DIRECTION
Please reproduce verbatim the lines of the listing below, starting at the line that contains "Where can the small" and ending at the line that contains "<point>384,182</point>", both included. Give only those lines.

DATASET EXCERPTS
## start
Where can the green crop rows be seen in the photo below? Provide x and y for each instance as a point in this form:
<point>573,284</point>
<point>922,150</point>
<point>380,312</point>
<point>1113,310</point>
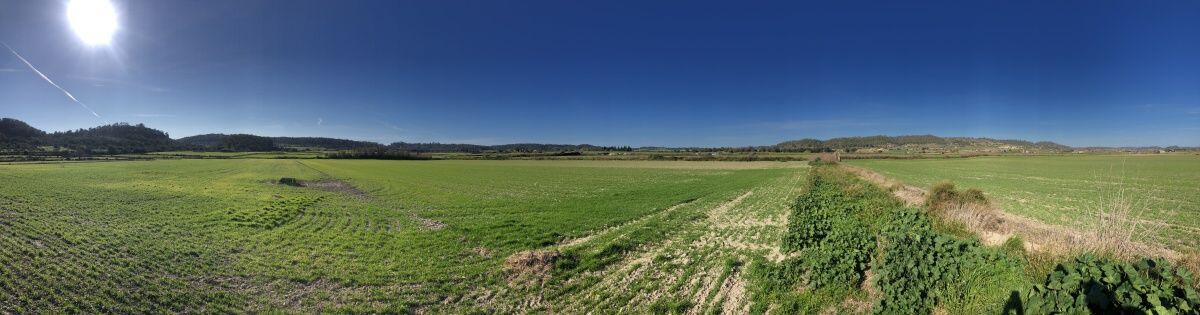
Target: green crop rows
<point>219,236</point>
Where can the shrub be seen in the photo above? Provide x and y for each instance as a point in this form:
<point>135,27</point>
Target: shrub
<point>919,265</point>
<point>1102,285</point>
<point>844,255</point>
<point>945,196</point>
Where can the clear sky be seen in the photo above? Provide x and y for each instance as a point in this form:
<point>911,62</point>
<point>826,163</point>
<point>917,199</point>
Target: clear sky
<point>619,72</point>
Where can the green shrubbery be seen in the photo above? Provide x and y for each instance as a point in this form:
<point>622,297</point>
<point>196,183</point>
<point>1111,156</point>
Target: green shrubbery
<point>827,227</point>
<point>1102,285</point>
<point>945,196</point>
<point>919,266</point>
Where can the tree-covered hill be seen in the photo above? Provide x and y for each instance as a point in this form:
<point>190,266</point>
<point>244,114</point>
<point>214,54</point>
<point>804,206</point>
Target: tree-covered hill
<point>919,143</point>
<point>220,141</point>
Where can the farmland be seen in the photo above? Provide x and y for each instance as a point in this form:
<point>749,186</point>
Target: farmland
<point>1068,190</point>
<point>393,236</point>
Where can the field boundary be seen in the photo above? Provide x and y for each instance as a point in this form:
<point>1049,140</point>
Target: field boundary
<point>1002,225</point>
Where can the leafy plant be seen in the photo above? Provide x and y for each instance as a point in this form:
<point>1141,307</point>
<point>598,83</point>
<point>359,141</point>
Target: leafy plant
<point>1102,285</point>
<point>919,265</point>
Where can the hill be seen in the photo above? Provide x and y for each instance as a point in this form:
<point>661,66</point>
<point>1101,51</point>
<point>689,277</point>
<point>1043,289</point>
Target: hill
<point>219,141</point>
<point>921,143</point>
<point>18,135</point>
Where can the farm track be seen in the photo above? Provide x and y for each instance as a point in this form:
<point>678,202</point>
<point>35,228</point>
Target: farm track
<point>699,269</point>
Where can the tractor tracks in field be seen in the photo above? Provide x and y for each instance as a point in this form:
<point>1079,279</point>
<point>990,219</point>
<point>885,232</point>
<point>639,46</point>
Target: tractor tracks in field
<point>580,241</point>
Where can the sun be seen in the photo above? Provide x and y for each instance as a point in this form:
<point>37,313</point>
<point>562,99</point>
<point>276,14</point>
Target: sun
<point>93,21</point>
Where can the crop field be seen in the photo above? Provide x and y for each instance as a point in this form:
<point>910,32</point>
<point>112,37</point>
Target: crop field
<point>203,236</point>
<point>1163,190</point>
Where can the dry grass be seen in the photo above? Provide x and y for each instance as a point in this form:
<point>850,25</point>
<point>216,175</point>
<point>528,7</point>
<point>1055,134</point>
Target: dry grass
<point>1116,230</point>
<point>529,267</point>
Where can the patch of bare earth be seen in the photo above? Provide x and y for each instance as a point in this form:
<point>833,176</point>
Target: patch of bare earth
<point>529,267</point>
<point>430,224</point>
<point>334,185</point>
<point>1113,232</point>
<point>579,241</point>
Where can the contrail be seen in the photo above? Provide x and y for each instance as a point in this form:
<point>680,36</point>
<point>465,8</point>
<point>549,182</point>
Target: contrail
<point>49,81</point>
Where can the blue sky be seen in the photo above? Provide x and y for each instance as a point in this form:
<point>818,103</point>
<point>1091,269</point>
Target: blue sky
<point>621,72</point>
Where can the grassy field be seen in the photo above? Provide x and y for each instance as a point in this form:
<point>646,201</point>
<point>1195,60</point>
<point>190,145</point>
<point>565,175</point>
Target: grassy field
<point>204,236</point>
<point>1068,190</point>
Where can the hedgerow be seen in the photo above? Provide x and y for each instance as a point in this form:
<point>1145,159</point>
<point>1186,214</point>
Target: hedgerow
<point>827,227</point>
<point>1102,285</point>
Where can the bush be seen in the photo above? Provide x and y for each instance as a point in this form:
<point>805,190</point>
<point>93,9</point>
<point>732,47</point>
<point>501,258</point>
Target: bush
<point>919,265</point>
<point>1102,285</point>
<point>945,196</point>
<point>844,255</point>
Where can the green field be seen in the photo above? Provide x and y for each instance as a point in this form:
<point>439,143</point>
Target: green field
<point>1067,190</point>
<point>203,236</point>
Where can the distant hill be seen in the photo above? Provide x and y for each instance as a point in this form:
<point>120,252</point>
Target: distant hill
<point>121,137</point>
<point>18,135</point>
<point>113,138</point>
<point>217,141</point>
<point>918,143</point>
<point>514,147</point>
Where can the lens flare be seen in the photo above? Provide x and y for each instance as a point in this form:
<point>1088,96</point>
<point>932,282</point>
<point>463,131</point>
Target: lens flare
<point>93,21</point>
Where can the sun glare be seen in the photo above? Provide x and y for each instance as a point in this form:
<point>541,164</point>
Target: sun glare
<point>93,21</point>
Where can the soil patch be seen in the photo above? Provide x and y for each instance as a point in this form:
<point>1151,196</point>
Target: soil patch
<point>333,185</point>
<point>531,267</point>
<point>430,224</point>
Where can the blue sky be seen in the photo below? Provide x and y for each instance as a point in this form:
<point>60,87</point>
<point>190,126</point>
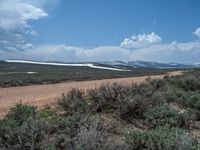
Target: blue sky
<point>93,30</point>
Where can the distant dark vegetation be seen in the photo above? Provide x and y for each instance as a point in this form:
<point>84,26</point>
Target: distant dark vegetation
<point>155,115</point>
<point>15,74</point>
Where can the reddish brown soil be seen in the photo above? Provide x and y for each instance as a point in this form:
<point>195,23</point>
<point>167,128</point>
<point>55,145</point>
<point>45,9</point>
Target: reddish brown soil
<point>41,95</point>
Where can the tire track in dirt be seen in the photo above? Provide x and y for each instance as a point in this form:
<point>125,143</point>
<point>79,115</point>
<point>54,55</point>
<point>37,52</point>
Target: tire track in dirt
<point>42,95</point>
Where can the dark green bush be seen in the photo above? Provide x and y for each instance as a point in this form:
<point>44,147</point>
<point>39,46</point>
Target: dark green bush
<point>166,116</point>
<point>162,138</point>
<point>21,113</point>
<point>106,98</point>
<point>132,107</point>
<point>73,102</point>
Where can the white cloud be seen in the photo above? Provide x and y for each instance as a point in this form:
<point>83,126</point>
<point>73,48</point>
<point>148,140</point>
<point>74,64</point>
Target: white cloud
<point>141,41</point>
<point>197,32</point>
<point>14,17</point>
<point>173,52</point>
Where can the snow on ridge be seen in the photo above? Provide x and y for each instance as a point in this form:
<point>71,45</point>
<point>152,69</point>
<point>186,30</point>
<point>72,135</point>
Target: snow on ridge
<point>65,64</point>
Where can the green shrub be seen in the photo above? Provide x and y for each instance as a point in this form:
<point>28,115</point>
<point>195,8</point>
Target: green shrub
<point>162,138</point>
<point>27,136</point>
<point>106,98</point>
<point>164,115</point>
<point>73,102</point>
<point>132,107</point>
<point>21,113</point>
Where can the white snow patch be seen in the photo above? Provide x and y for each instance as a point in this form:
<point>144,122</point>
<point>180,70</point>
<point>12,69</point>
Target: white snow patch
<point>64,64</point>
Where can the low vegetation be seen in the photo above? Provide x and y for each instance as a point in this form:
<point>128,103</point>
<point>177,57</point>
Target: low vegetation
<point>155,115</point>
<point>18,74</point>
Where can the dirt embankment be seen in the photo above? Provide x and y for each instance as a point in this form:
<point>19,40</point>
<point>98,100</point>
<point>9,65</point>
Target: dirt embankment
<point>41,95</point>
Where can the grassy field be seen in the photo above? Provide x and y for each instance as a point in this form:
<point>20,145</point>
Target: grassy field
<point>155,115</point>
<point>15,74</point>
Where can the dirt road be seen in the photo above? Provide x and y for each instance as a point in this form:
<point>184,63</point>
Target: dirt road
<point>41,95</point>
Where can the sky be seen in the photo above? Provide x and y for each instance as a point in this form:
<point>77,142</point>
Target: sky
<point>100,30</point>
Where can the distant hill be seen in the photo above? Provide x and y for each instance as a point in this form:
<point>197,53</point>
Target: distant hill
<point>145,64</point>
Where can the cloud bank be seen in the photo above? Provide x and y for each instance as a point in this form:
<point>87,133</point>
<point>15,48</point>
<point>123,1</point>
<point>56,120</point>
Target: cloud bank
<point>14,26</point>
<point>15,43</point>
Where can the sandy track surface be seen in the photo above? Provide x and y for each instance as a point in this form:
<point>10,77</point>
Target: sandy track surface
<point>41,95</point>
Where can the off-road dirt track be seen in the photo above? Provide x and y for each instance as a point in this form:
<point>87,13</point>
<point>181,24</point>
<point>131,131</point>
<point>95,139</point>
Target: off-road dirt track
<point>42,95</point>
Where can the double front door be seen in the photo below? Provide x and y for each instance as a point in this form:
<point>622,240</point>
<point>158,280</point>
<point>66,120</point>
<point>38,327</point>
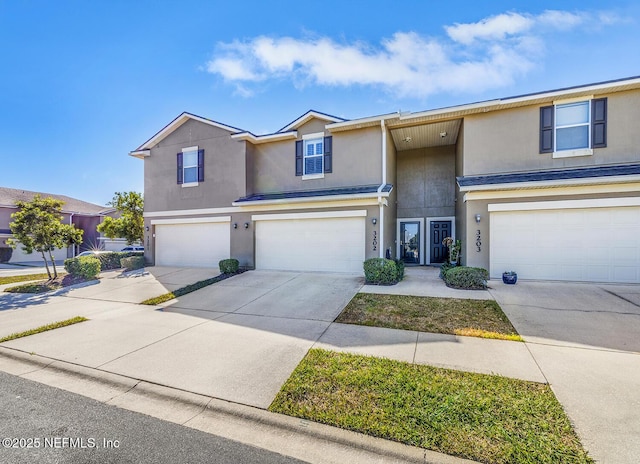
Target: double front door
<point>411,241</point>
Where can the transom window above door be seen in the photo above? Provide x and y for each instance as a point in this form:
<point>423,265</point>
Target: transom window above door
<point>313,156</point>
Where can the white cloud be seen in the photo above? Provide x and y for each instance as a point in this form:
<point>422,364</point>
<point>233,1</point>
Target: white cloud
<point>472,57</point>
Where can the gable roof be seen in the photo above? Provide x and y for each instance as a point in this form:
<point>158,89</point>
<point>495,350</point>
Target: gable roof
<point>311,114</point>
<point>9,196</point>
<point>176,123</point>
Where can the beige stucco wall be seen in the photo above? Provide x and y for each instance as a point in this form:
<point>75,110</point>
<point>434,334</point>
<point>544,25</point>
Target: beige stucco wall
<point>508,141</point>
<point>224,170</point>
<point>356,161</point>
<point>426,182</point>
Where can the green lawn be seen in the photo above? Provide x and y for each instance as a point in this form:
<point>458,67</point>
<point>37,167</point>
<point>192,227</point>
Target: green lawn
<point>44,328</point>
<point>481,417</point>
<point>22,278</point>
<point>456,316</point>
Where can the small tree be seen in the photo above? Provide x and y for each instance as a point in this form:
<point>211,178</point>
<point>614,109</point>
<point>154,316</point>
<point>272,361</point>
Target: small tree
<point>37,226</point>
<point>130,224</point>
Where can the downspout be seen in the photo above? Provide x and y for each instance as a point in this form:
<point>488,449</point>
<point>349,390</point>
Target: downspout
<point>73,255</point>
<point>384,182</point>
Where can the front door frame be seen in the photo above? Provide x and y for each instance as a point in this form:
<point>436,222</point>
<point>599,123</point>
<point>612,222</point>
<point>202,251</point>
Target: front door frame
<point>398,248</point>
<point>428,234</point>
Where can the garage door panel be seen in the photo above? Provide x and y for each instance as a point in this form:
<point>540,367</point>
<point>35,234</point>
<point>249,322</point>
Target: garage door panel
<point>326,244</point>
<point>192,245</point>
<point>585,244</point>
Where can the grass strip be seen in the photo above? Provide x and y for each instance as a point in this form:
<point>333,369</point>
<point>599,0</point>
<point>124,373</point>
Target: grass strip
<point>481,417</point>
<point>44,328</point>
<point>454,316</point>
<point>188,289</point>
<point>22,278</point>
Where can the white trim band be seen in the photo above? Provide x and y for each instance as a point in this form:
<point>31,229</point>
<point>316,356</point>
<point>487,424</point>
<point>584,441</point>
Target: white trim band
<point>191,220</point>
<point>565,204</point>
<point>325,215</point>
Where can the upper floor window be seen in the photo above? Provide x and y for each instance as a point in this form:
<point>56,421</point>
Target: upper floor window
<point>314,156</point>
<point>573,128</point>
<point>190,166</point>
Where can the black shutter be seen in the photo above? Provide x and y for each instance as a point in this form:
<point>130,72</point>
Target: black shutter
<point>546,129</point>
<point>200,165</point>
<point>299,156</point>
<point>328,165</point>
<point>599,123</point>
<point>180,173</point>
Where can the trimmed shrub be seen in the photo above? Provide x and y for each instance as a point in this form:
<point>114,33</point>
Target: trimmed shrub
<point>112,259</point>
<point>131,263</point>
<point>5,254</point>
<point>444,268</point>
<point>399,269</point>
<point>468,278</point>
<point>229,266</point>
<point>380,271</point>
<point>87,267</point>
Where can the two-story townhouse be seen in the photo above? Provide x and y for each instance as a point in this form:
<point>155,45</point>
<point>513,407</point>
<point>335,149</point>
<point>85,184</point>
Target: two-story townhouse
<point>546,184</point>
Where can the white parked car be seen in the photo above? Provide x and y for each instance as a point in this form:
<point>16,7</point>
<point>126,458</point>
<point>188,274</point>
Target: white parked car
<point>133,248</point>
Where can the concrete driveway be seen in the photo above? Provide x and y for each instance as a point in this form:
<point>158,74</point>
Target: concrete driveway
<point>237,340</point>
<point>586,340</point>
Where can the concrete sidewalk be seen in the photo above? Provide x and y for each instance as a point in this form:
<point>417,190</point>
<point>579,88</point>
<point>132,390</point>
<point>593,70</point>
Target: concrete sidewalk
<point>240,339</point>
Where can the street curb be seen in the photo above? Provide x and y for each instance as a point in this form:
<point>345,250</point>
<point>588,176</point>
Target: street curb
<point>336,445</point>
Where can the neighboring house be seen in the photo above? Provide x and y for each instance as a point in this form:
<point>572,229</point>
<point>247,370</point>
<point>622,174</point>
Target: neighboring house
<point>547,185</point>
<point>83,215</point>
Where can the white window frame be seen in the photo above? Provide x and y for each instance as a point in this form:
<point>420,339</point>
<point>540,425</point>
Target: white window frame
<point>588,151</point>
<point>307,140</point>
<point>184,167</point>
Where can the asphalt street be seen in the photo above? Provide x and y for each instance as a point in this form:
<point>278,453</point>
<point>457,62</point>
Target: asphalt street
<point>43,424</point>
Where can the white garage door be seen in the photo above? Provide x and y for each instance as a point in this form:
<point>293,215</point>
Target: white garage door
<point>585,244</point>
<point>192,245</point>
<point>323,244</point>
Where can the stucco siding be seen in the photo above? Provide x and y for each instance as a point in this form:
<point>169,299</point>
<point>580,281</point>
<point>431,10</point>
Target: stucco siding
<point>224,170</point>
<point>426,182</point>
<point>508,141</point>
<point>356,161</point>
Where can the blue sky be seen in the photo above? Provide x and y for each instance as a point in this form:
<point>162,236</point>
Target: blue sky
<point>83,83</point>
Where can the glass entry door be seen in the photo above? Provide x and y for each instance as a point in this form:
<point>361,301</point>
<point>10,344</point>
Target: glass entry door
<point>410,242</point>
## end
WRITTEN SOLUTION
Where can the small tree be seen in the photo above? Provide x and y for each instance as a point in this form:
<point>211,178</point>
<point>614,109</point>
<point>154,316</point>
<point>272,361</point>
Target: small tree
<point>37,226</point>
<point>130,224</point>
Where can the downspout be seen in the photo above? Provide x and y for each instance as a point in this form:
<point>488,449</point>
<point>349,390</point>
Target: downspout
<point>73,255</point>
<point>384,182</point>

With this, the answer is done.